## AIM
Copy everything word for word, from the line containing "like point(137, 250)?" down to the line containing "point(214, 355)", including both of those lines. Leave the picture out.

## RECORDS FOR PROCESSING
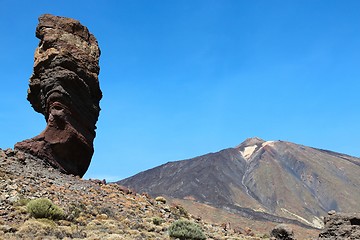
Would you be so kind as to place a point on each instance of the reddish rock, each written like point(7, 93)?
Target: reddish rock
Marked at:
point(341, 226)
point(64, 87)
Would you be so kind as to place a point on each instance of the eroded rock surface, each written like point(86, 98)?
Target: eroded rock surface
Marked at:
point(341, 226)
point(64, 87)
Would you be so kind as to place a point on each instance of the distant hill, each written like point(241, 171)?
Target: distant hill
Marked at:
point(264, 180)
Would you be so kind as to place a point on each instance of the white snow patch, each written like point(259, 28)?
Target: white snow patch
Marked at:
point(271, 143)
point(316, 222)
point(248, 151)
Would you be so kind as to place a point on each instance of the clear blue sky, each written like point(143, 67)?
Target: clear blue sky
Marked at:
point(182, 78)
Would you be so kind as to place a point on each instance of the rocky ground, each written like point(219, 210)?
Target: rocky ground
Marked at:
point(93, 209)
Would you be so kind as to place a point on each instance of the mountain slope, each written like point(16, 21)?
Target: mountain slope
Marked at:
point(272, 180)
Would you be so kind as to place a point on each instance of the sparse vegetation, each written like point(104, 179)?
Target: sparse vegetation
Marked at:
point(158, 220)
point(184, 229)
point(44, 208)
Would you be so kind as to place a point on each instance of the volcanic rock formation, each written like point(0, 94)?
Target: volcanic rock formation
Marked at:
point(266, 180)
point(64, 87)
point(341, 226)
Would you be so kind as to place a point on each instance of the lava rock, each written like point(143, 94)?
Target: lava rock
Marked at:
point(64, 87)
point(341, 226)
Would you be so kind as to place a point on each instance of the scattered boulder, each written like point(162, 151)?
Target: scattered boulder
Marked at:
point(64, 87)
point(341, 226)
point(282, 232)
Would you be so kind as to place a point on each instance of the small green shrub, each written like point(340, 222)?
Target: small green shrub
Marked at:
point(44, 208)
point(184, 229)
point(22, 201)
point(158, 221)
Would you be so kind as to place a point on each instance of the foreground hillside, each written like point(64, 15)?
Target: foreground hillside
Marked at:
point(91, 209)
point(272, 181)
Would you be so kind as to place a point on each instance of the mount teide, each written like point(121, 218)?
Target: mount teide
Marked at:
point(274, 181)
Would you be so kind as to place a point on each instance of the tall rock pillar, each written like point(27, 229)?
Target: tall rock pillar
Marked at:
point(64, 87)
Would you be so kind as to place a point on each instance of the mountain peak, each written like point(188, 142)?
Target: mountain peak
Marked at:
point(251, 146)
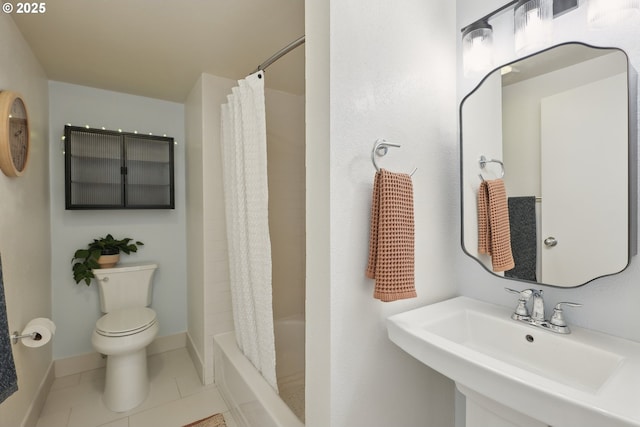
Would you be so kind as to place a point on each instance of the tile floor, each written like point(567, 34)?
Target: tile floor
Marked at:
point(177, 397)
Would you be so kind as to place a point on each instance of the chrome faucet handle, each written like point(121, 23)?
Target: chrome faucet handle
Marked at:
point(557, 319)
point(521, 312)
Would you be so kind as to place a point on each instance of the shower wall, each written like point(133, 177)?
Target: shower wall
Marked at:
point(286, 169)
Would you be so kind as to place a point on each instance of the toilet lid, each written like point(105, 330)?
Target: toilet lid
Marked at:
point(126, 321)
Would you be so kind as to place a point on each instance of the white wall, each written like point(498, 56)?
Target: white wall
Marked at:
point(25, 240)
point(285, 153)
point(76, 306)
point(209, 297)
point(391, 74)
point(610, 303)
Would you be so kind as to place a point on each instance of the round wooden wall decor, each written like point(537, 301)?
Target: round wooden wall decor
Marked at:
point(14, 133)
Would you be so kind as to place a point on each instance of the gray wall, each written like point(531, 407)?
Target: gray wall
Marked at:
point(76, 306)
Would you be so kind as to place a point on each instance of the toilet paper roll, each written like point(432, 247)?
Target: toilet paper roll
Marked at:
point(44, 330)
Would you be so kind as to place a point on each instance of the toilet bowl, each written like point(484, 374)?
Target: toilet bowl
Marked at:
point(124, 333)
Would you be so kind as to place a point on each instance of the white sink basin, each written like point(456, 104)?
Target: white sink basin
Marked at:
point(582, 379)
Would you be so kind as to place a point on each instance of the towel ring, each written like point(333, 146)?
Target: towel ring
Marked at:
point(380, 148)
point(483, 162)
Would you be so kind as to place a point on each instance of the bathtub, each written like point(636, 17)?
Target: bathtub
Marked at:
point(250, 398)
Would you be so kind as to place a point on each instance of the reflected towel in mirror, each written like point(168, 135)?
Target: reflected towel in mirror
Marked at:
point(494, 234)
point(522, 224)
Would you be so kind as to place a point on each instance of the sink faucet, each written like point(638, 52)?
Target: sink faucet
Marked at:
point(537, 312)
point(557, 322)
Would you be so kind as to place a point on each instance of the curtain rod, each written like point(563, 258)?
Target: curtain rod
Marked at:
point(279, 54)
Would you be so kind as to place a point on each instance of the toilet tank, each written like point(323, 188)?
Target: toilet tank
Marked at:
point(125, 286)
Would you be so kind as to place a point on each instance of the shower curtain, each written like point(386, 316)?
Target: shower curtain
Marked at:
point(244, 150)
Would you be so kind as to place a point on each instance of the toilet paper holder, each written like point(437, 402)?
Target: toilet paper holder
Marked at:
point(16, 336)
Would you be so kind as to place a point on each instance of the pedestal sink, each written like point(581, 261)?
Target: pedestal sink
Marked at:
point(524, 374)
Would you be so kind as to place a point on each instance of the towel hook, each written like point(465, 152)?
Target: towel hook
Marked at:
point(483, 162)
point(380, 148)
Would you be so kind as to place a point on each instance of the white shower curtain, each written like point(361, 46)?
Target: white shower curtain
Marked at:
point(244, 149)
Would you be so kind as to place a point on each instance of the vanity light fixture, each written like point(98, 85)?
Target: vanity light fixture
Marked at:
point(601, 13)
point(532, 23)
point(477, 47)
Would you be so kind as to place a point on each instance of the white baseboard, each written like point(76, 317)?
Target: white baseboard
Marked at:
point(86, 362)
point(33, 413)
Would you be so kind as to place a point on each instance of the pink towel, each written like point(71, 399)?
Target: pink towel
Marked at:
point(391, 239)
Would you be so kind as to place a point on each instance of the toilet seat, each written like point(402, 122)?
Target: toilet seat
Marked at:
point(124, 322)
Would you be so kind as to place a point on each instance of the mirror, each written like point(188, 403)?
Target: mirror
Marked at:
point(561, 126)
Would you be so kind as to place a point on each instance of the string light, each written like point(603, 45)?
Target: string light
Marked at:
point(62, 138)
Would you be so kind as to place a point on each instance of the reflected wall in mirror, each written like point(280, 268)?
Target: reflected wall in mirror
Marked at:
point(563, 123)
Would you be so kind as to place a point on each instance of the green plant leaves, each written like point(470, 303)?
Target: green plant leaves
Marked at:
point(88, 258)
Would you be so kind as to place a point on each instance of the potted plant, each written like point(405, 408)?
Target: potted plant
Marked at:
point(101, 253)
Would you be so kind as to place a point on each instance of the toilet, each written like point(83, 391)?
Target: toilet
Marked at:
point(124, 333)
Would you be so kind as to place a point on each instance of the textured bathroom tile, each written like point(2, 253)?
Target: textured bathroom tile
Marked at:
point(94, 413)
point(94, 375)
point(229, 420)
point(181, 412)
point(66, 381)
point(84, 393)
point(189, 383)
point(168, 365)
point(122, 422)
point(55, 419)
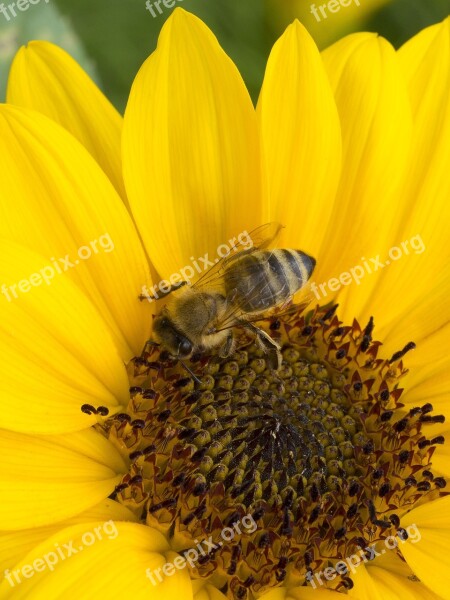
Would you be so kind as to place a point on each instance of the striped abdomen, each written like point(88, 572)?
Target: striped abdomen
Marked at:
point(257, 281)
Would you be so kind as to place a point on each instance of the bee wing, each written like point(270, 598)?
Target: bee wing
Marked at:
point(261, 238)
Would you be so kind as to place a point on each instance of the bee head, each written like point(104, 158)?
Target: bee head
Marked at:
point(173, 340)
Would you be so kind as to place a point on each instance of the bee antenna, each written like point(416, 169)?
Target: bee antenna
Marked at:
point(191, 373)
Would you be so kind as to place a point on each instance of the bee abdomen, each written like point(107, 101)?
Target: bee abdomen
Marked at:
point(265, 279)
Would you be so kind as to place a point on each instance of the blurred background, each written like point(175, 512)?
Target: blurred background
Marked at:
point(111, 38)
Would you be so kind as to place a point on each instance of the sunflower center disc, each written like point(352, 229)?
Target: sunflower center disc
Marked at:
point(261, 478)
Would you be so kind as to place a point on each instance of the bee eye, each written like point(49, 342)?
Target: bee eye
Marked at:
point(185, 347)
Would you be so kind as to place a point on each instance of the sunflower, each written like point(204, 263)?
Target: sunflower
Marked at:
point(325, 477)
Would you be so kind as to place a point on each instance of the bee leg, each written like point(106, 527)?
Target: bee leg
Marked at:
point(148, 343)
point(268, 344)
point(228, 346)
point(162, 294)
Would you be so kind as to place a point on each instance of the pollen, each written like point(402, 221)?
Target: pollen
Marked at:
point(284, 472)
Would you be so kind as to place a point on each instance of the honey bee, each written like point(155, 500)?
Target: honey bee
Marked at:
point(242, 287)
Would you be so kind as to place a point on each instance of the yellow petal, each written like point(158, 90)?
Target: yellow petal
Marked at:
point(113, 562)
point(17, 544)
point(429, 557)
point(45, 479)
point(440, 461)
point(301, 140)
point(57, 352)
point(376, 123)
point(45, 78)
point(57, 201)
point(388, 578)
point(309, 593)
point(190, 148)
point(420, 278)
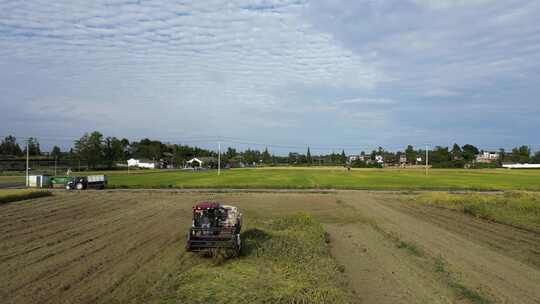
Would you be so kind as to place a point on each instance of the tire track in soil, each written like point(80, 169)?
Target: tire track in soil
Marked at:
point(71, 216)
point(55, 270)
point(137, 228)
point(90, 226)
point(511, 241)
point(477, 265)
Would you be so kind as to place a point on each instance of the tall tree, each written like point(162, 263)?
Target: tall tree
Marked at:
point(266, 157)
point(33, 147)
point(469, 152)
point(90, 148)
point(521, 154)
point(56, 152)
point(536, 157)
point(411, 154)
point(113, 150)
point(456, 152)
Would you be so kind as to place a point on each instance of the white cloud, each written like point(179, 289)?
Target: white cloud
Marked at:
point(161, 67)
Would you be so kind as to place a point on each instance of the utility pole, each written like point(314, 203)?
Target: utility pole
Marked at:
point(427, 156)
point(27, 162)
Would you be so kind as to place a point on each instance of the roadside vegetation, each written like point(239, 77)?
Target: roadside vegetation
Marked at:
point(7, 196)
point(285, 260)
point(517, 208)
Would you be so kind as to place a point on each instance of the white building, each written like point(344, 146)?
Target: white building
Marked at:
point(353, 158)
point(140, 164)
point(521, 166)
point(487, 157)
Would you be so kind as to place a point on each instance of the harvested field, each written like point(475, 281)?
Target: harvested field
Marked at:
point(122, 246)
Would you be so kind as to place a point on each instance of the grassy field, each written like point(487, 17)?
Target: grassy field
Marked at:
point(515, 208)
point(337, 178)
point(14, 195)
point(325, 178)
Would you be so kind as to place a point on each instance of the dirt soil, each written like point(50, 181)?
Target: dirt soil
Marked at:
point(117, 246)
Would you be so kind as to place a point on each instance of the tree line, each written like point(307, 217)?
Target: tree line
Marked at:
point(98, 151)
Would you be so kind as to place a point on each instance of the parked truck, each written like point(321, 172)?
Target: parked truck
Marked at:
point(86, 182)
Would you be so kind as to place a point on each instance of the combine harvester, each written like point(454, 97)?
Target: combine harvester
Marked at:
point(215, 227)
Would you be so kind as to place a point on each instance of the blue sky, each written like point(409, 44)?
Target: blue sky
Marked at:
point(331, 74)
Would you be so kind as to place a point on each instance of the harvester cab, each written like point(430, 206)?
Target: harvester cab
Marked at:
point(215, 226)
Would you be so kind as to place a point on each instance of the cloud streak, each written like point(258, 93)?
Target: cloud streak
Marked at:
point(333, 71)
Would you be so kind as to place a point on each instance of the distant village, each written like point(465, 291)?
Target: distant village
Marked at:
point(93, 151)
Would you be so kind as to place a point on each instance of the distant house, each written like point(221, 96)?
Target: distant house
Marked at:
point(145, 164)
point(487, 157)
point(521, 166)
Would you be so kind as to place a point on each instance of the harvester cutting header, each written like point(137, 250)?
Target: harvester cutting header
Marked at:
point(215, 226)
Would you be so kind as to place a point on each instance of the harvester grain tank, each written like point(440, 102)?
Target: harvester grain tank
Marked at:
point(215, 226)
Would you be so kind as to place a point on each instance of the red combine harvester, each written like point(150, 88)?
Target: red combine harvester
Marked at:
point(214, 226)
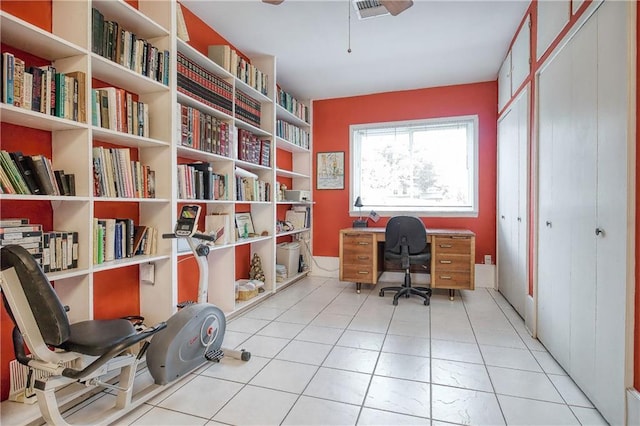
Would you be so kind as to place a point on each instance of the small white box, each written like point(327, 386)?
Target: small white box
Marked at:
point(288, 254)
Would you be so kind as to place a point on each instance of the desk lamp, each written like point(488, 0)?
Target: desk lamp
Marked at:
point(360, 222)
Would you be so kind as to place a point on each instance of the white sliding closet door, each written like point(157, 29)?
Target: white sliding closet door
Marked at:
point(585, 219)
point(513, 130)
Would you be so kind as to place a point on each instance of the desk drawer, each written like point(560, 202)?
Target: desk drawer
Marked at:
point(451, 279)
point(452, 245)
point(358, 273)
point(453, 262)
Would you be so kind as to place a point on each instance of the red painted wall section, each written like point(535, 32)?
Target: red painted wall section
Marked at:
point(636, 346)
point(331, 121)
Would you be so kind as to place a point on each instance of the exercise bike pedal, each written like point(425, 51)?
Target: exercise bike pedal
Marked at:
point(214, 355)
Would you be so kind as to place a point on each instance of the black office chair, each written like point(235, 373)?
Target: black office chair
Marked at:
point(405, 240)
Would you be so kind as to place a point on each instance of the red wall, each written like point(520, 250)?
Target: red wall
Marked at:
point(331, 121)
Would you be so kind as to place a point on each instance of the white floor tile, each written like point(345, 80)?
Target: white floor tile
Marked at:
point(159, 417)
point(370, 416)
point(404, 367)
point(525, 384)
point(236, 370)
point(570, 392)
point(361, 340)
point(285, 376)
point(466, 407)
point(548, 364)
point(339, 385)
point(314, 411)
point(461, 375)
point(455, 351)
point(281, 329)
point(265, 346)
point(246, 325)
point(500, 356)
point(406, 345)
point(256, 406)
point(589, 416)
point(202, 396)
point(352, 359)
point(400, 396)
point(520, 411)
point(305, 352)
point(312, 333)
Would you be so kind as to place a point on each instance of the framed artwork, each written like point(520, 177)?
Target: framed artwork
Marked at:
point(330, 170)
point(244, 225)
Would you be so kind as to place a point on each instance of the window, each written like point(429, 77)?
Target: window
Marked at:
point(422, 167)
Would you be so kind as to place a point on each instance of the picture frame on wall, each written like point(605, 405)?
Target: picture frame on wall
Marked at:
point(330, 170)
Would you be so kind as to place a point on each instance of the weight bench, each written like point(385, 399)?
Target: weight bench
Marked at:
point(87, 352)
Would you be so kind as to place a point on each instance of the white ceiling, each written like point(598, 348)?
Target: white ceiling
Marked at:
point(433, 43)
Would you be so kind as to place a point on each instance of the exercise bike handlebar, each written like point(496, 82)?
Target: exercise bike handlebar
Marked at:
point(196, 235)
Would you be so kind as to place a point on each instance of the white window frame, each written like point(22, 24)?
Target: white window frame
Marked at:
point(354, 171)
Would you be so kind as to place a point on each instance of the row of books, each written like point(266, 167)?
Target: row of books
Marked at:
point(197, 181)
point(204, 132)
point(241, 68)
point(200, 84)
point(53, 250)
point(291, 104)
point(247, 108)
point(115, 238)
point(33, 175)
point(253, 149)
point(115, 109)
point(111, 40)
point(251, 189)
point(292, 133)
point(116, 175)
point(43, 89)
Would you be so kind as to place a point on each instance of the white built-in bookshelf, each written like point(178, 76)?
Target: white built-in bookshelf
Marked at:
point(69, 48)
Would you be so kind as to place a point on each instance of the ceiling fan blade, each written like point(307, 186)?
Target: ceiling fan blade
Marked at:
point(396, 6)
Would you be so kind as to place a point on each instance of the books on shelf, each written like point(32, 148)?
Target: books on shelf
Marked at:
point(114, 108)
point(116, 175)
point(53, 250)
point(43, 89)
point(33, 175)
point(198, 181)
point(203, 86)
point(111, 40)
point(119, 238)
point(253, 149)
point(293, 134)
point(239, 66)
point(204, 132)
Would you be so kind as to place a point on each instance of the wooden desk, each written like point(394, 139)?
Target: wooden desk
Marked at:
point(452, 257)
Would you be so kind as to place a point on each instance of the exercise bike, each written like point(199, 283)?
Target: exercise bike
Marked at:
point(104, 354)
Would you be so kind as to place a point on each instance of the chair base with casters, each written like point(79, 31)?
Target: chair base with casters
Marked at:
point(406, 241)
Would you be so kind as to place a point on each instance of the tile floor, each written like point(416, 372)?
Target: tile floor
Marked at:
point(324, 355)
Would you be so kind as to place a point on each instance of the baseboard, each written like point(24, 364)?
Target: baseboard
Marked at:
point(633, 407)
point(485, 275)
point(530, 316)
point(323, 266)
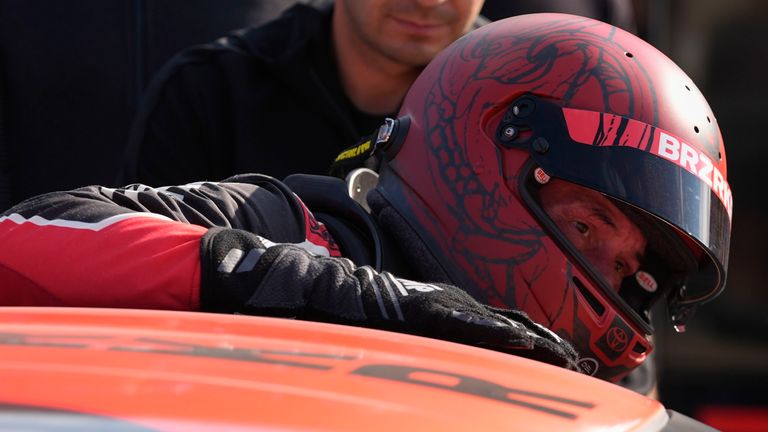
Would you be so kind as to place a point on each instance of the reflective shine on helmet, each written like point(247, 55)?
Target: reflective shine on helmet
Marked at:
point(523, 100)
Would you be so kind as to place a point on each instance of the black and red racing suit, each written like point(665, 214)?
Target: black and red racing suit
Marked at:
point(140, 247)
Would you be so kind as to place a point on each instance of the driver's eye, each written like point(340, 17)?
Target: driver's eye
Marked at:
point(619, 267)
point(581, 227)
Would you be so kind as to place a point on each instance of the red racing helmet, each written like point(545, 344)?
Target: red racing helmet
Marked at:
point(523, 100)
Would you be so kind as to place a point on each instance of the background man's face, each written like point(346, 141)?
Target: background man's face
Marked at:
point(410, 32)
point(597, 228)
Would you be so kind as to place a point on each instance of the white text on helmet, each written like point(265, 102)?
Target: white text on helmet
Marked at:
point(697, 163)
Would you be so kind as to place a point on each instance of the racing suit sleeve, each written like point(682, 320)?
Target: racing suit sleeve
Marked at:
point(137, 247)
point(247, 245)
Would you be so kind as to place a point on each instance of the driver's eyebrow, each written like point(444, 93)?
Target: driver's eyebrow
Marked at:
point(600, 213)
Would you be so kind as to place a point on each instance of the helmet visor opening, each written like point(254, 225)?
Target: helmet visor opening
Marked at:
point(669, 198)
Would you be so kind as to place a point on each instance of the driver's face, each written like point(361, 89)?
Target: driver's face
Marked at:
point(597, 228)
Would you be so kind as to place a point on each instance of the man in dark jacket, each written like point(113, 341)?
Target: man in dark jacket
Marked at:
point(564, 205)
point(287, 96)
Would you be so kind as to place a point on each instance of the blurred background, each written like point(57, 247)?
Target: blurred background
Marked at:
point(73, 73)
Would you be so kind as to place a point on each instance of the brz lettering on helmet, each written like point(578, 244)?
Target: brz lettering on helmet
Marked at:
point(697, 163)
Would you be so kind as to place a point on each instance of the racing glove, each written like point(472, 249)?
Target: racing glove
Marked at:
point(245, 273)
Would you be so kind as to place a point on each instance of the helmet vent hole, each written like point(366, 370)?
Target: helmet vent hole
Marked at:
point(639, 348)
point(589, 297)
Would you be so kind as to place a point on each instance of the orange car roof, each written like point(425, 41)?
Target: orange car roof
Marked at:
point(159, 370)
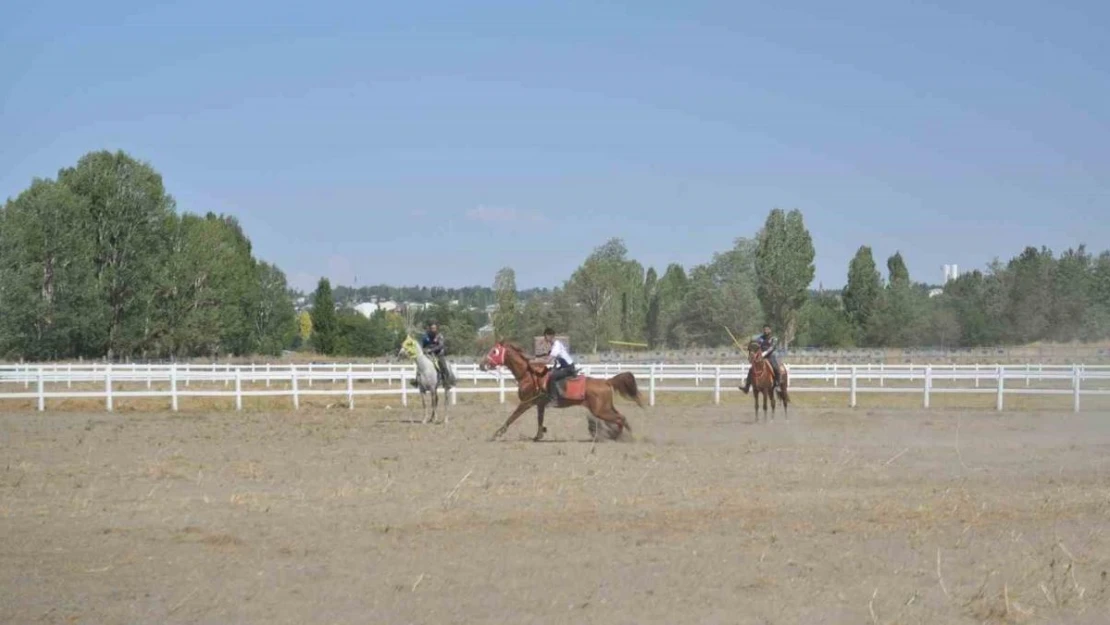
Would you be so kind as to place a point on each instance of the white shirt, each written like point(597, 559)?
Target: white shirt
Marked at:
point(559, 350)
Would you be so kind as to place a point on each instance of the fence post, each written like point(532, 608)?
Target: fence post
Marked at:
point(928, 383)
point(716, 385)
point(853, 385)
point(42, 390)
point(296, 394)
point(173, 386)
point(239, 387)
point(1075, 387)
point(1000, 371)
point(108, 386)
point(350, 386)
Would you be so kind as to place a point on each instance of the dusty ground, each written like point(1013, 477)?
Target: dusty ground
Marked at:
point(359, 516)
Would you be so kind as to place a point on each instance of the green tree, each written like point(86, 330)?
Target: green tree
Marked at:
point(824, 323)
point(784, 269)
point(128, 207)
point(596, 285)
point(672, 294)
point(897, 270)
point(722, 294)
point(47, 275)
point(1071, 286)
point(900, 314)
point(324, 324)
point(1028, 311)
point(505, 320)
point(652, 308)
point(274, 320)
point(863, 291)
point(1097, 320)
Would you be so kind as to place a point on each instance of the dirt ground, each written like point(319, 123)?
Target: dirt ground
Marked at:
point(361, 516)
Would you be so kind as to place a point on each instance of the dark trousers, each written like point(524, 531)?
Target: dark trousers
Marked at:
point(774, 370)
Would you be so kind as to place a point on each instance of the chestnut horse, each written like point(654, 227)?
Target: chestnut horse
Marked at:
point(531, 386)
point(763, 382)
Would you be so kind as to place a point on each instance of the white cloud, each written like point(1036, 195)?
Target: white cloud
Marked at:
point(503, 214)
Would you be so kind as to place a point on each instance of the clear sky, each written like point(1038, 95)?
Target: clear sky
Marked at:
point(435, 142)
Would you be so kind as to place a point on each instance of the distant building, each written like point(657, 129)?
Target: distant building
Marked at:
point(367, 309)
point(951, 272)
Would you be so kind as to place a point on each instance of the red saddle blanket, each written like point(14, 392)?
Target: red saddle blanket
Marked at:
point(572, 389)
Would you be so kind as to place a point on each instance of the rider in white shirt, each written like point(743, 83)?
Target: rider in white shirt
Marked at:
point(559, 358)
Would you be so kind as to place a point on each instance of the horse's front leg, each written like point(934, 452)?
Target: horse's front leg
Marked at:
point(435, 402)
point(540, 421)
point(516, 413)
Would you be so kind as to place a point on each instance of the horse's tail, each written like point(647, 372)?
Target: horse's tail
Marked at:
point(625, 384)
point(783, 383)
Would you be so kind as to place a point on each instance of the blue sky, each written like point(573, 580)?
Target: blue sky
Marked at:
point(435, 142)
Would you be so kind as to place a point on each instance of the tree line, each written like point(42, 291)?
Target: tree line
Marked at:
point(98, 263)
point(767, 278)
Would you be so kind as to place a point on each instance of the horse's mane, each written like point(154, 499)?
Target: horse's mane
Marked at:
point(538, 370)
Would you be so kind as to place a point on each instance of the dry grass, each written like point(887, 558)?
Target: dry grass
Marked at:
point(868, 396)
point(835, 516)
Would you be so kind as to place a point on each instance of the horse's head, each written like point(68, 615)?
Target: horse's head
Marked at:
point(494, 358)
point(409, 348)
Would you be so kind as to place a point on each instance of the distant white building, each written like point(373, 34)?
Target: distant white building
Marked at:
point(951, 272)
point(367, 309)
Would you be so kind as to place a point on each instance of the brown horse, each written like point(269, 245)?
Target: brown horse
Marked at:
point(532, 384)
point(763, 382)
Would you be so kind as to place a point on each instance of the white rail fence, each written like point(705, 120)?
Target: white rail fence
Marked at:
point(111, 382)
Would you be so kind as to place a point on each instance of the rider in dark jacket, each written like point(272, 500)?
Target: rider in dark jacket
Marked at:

## RESULT FOR THIS TASK
Would you be so kind as to place a point on each instance of the harvester cutting header, each written like point(137, 250)?
Target: harvester cutting header
Marked at:
point(215, 226)
Would you be so kind as to place a point on each instance of the harvester grain tank, each written like point(440, 102)?
Target: harvester grain tank
Marked at:
point(215, 226)
Would you be so kind as to place a point on each instance of the red combine harvester, each written like point(150, 88)?
Target: red combine harvester
Marked at:
point(214, 226)
Would you be so kind as to place a point on each instance of the small white box, each written like point(327, 386)?
Target: small white box
Marked at:
point(288, 254)
Would you be so kind as to place a point on each instance of the desk lamp, each written like point(488, 0)?
Target: desk lamp
Marked at:
point(360, 222)
Would you be so kind as to place a point on each instance of the white sliding closet door, each written like point(157, 29)?
Target: white sliding closet door
Marked at:
point(585, 219)
point(513, 130)
Would you be so kind as to place a point on each instance of the desk drawer, each written like point(560, 202)?
Target: desk drawer
Marked at:
point(451, 279)
point(452, 245)
point(358, 273)
point(453, 262)
Would you be so kind as to place a point on each instance of the red painted wall section, each written like point(535, 32)?
Target: red painted wall section
Marked at:
point(636, 346)
point(331, 121)
Would you be so kind as to place a point on each instance of the exercise bike pedal, each written like point(425, 51)?
Target: exercise bike pedal
Marked at:
point(214, 355)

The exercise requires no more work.